Consigne: D'après le texte sur la Journée internationale Nelson Mandela, où aura lieu l'activité de reboisement organisée par le Centre Nelson Mandela pour la culture africaine ?

Source:

Dans une lettre adressée à Winnie Mandela alors qu’il était en prison et qui sert de préambule au livre Conversation with myself, Nelson Mandela, dont la Journée internationale est célébrée aujourd’hui, affirme : « In judging our progress as individuals we tend to concentrate on external factors such as one’s social position, influence and popularity, wealth and standard of education. These are, of course, important in measuring one’s success in material matters and it is perfectly understandable if many people exert themselves mainly to achieve all these. But internal factors may be even more crucial in assessing one’s development as a human being. Honesty, sincerity, simplicity, humility, pure generosity, absence of vanity, readiness to serve others are the foundation of one’s spiritual life. »
Voilà qui résume merveilleusement bien la pensée de Nelson Mandela qui devrait inspirer tout un chacun. Cette année, le Centre Nelson Mandela pour la culture africaine a choisi de célébrer cette journée avec deux événements forts. Le premier se tiendra ce jeudi 17 à son siège à La-Tour-Koenig, en collaboration avec la National Human Rights Commission, récemment reconstituée. Ce sera une matinée de réflexion sur le thème Nelson Mandela et les droits humains, avec comme invitée la haute commissaire de la République d’Afrique du Sud, qui fera un exposé. Une exposition intitulée La vie et l’héritage de Nelson Mandela sera également présentée, invitant le public à revisiter son combat et sa vision humaniste à travers des images et des archives.
Le second événement aura lieu le lendemain, vendredi, soit une activité de reboisement à la forêt de Pétrin, en collaboration avec l’association AnAngel et les services de Forestry. Le centre souhaite ainsi prolonger l’héritage de Nelson Mandela en agissant concrètement pour la préservation de la nature, la résilience communautaire et l’autosuffisance, autant de sujets chers à Madiba. Cette semaine, Le Mauricien a recueilli les témoignages de trois personnes, à savoir Amédée Darga, Stephan Karghoo et Avinash Munohur.

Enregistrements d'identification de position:
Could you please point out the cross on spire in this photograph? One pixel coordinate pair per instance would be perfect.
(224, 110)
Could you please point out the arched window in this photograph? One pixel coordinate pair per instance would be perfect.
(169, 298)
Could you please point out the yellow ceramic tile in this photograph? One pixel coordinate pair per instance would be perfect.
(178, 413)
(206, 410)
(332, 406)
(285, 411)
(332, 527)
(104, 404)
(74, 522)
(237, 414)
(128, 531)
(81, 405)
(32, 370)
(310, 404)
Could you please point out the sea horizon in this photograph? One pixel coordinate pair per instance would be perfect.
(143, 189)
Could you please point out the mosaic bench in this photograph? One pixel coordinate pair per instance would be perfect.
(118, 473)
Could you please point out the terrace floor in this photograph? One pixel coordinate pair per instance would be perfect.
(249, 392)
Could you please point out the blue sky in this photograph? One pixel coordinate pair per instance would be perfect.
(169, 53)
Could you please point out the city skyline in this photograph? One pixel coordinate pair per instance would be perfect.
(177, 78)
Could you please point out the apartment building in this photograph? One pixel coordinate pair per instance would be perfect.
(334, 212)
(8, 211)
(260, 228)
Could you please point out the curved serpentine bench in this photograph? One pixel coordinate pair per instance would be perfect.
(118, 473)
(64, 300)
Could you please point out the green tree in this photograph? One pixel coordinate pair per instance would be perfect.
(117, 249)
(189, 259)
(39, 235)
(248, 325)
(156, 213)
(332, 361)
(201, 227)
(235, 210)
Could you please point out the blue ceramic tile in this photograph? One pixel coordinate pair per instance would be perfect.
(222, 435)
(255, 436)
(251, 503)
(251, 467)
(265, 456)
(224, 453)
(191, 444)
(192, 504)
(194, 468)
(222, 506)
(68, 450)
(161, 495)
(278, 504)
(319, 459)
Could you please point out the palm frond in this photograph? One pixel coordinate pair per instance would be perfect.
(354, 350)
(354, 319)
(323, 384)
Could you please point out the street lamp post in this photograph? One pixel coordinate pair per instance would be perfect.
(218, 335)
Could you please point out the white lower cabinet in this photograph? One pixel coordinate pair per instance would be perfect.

Problème résolu: À la forêt de Pétrin.